### EXERCISE DETAILS
What do the lines say from the one containing "the boy's bare" to the end of the records? Restate them word for word, and only those.

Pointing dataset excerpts
☆ ☆ ☆ ☆

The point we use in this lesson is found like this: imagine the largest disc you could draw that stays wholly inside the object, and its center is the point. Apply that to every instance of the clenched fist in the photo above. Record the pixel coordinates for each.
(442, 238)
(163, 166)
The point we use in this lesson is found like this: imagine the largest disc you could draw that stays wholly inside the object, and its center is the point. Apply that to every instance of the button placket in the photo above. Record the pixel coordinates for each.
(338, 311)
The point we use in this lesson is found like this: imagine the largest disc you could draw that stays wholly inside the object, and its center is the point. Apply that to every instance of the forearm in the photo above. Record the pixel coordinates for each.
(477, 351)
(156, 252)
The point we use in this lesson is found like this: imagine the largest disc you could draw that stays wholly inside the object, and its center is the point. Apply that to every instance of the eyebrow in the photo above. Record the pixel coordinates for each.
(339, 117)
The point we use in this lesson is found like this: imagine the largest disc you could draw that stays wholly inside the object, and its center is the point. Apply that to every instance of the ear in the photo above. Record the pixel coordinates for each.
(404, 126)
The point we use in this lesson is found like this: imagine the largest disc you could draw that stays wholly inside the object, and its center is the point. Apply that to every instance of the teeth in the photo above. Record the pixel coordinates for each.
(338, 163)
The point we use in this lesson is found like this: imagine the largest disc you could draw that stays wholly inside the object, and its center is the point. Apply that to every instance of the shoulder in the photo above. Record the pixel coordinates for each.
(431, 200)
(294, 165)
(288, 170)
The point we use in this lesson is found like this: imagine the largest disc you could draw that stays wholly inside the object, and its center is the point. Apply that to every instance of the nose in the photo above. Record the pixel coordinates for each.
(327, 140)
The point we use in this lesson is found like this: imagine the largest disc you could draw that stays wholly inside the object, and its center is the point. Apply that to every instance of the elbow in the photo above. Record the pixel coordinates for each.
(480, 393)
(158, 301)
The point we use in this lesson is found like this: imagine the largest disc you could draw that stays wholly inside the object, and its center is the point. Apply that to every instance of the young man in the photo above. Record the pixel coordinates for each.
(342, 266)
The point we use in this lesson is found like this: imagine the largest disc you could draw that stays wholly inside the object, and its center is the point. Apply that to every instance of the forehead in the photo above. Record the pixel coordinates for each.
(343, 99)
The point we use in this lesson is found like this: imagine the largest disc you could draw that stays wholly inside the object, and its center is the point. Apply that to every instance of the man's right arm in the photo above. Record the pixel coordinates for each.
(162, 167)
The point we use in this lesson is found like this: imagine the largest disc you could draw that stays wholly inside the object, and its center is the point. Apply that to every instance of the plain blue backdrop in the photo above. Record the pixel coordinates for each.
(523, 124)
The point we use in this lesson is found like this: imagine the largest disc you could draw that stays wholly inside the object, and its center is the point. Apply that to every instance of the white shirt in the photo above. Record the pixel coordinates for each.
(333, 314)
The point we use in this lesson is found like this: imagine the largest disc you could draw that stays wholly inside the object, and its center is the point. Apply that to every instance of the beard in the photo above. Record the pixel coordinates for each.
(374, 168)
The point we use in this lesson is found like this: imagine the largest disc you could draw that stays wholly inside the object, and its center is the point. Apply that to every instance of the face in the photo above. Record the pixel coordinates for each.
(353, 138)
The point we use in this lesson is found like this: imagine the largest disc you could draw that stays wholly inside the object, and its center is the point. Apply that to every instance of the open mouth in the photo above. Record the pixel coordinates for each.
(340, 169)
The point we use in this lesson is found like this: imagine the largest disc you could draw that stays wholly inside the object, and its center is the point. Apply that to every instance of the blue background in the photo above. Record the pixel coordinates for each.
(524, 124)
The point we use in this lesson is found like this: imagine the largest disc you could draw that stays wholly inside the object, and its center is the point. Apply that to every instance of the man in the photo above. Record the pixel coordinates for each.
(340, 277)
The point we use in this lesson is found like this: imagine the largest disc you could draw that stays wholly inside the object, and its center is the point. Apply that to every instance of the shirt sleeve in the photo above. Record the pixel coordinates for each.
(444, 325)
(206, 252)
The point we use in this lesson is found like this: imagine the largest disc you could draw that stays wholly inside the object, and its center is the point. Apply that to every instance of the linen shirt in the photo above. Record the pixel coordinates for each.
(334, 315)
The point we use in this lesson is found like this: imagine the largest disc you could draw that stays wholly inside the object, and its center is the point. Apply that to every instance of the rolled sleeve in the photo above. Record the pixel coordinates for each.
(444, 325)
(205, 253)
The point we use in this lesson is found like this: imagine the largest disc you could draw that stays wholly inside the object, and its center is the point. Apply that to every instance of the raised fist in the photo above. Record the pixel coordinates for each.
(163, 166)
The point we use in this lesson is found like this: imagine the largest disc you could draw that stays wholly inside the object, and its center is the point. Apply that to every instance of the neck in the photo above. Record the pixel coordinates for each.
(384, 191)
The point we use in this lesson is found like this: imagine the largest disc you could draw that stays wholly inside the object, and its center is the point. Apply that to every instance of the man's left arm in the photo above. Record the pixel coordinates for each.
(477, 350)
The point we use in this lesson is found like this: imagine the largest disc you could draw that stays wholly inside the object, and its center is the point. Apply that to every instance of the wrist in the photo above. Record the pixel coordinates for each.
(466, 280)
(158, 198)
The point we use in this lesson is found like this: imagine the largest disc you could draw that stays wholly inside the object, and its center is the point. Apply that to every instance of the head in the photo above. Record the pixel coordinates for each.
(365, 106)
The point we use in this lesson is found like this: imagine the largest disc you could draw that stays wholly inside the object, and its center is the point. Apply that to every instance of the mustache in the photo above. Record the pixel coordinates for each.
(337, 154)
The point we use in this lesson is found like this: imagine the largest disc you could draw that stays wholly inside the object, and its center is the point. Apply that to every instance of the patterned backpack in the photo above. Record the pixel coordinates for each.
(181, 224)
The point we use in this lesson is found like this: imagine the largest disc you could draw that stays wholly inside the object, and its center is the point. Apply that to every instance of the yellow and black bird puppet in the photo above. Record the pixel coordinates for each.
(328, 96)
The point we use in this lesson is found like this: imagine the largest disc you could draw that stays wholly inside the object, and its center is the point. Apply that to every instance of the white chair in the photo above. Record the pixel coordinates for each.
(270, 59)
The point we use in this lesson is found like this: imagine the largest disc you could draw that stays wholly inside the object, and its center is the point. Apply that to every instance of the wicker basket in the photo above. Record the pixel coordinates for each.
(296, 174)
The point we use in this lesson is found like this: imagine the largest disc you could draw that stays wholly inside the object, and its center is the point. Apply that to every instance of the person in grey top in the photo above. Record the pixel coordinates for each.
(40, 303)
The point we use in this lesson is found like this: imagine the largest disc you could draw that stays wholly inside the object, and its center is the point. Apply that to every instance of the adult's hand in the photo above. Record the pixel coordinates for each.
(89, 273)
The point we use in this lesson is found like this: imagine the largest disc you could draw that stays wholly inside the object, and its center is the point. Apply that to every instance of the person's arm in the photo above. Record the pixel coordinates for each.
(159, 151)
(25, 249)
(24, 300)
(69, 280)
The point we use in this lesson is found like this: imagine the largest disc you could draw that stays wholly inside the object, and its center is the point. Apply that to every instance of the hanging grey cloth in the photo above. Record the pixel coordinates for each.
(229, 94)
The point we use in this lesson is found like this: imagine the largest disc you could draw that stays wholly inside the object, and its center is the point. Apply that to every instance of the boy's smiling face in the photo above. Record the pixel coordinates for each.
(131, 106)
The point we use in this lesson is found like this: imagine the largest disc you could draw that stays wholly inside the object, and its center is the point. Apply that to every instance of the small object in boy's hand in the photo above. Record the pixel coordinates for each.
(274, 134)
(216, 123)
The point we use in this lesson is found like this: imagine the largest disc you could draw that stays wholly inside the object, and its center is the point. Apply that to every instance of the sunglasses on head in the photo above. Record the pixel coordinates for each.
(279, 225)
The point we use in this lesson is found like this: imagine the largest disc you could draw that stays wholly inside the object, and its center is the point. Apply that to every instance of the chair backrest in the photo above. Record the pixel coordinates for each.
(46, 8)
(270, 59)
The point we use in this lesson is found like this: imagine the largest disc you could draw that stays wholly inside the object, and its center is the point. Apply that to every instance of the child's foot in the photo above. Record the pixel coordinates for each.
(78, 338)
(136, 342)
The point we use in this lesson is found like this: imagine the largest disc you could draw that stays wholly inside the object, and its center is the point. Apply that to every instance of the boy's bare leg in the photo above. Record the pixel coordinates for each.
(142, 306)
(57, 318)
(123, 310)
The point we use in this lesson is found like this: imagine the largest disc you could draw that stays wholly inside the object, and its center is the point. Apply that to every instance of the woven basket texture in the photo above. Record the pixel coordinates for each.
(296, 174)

☆ ☆ ☆ ☆

### COMPLETE RESPONSE
The point we use in this lesson is found like this: imagine the largest disc you could draw that stays wholly inside the object, and its center is the point. Apply that to every instance of the boy's bare leg in the photo above. Record the pixel coordinates for each.
(142, 306)
(57, 318)
(123, 310)
The point we use in this lesson is found like this: imagine the largest disc you could draw that stays wholly inside the object, and its center is the point. Apply that to every instance of the woven basket texture in the photo above. Record the pixel coordinates for each.
(296, 174)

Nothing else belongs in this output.